### [PROMPT 1]
Summarize the post on how our minds work in two sentences.
### [PROMPT 2]
Decide whether each statement agrees with the post on how our minds work, answering yes or no and quoting the words of the post that settle it: (a) Daniel Kahneman won the Nobel Prize for research on behavioral economics. (b) Cognitive science research confirms that the mind works as a cohesive whole. (c) The writer prefers the terms "System 1" and "System 2".

This post is in response to 3 Steps To Your Success by Gleb Tsipursky
Selen Harry, used with permission
Source: Selen Harry, used with permission

The only things we can control in life are our thoughts, feelings and behaviors. If we can manage those, we can achieve our goals and gain success in life.

To have this level of control, we need to learn about the science-based patterns behind our emotions and thoughts, and how to manage them. If we know how our minds work, we can be intentional about influencing our thinking and feeling patterns. We can evaluate reality more clearly, make better decisions and improve our ability to achieve our goals. Thus, we gain greater agency and the quality of living intentionally.

How do our minds work? Intuitively, our mind feels like a cohesive whole. We perceive ourselves as intentional and rational thinkers. Yet, cognitive science research shows that in reality, the intentional part of our mind is similar to a little rider on top of a huge elephant of emotions and intuitions.

Roughly speaking, we have two thinking systems. Daniel Kahneman, who won the Nobel Prize for his research on behavioral economics, calls them “System 1” and “System 2." But I think the terms “autopilot system” and “intentional system” describe them more clearly and intuitively.

### [RECORDED INFORMATION]

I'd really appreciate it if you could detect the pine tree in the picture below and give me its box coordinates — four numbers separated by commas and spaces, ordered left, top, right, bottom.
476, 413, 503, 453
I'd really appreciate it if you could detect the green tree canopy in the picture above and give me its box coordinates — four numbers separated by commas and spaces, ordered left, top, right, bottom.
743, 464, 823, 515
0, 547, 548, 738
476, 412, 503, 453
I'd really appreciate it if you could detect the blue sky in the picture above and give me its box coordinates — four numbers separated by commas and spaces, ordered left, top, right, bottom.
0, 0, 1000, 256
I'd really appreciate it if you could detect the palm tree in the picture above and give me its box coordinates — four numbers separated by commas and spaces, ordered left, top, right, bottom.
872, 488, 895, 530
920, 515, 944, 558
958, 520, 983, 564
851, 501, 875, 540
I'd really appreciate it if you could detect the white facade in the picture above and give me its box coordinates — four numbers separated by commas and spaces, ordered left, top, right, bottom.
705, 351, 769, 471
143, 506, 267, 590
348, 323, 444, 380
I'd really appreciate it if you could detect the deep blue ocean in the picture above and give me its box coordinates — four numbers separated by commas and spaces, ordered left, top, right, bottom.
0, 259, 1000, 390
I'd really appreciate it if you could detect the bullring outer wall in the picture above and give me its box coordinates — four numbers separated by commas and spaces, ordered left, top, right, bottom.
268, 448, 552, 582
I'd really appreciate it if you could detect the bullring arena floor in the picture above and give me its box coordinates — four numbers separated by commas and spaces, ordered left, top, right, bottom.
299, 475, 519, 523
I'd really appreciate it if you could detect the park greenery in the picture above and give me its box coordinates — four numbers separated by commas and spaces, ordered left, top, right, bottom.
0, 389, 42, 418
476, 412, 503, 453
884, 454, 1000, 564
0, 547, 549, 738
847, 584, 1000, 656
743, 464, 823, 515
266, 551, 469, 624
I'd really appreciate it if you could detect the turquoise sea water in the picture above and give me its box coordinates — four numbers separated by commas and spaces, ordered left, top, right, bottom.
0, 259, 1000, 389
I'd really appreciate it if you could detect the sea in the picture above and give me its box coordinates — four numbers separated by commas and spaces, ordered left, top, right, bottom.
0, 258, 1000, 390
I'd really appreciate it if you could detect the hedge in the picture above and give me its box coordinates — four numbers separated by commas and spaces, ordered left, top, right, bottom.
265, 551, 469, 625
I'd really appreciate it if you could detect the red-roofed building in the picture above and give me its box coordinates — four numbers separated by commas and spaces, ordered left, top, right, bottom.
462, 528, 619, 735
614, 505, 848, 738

### [EXERCISE OUTPUT 1]
The post holds that we can control only our thoughts, feelings and behaviors, and that learning the science-based patterns behind our emotions and thoughts lets us manage them, make better decisions and achieve our goals. It compares the intentional part of the mind to a little rider on top of a huge elephant of emotions and intuitions and describes two thinking systems, which Daniel Kahneman calls "System 1" and "System 2" and the writer prefers to call the "autopilot system" and "intentional system."

### [EXERCISE OUTPUT 2]
(a) Yes: "who won the Nobel Prize for his research on behavioral economics"
(b) No: "Yet, cognitive science research shows that in reality, the intentional part of our mind is similar to a little rider on top of a huge elephant of emotions and intuitions."
(c) No: "But I think the terms “autopilot system” and “intentional system” describe them more clearly and intuitively."